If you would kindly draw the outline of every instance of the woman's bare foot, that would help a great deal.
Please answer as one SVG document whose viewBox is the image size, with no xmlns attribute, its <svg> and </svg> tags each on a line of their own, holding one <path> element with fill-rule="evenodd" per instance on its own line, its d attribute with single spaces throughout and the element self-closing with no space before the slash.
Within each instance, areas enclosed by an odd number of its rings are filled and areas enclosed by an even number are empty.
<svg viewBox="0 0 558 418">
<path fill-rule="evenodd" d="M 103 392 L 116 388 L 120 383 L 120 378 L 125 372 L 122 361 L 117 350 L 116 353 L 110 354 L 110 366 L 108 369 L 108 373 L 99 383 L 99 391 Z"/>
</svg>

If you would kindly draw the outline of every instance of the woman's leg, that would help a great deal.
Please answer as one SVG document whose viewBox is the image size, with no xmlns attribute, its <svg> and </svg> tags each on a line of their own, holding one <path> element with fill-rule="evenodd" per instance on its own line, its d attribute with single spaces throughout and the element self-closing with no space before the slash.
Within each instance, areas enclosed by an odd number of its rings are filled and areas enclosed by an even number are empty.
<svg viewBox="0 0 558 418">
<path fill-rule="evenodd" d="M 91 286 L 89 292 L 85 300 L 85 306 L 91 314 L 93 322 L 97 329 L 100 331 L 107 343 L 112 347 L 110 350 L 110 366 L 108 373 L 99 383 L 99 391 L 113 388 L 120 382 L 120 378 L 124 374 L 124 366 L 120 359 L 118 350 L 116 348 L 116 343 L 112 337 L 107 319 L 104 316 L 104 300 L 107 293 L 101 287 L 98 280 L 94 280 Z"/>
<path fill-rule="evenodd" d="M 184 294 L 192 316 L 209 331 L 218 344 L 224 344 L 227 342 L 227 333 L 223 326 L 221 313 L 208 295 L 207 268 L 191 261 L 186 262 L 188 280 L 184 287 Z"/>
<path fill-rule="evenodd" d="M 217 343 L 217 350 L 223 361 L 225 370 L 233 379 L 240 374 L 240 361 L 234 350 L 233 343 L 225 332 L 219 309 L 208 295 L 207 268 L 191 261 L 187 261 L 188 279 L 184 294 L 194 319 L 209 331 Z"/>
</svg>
::::::
▶ _WRITTEN REQUEST_:
Copy all of the data. Keep every word exactly as it is.

▶ _SOLUTION FOR THIS EXERCISE_:
If you would kindly draw the outline of every instance of the woman's bare foot, that would help a great deal.
Please answer as one SVG document whose viewBox is the image size, with no xmlns attribute, its <svg> and </svg> tags each on a line of their own, holding one <path> element with fill-rule="evenodd" per instance on its own line, its d attribute with single spaces throughout and the element self-closing with no space before the slash.
Within each instance, areas enclosed by an odd number of its rings are filled and areas enclosed by an even number are empty.
<svg viewBox="0 0 558 418">
<path fill-rule="evenodd" d="M 103 392 L 116 388 L 120 383 L 120 378 L 125 372 L 122 361 L 117 350 L 116 353 L 110 354 L 110 366 L 108 369 L 108 373 L 99 383 L 99 391 Z"/>
</svg>

If you would kindly draw the outline of every instance of the woman's leg, that would help a great deal.
Please answer as one SVG document whose viewBox is the image size, with no xmlns attribute, its <svg> and </svg> tags each on a line of their own, holding one <path> element with fill-rule="evenodd" per instance on its own line, its d attribute with single spaces throughout and the element self-closing with no space before the slash.
Within each instance, areas enclosed by an odd number of its rings are filled and areas enclosed by an even number are empty.
<svg viewBox="0 0 558 418">
<path fill-rule="evenodd" d="M 91 286 L 89 292 L 85 300 L 85 306 L 91 314 L 93 322 L 97 329 L 100 331 L 107 343 L 112 347 L 110 350 L 110 366 L 108 373 L 99 383 L 99 391 L 113 388 L 120 382 L 120 378 L 124 374 L 124 366 L 120 359 L 118 350 L 116 348 L 116 343 L 112 337 L 107 319 L 104 316 L 104 300 L 107 293 L 101 287 L 98 280 L 94 280 Z"/>
<path fill-rule="evenodd" d="M 184 294 L 192 316 L 209 331 L 218 344 L 224 344 L 227 342 L 227 333 L 223 326 L 221 313 L 208 295 L 207 268 L 191 261 L 186 262 L 188 280 L 184 287 Z"/>
<path fill-rule="evenodd" d="M 217 343 L 217 350 L 223 361 L 225 370 L 233 379 L 240 374 L 240 361 L 234 350 L 233 343 L 225 332 L 219 309 L 208 295 L 207 268 L 191 261 L 187 261 L 188 279 L 184 294 L 194 319 L 209 331 Z"/>
</svg>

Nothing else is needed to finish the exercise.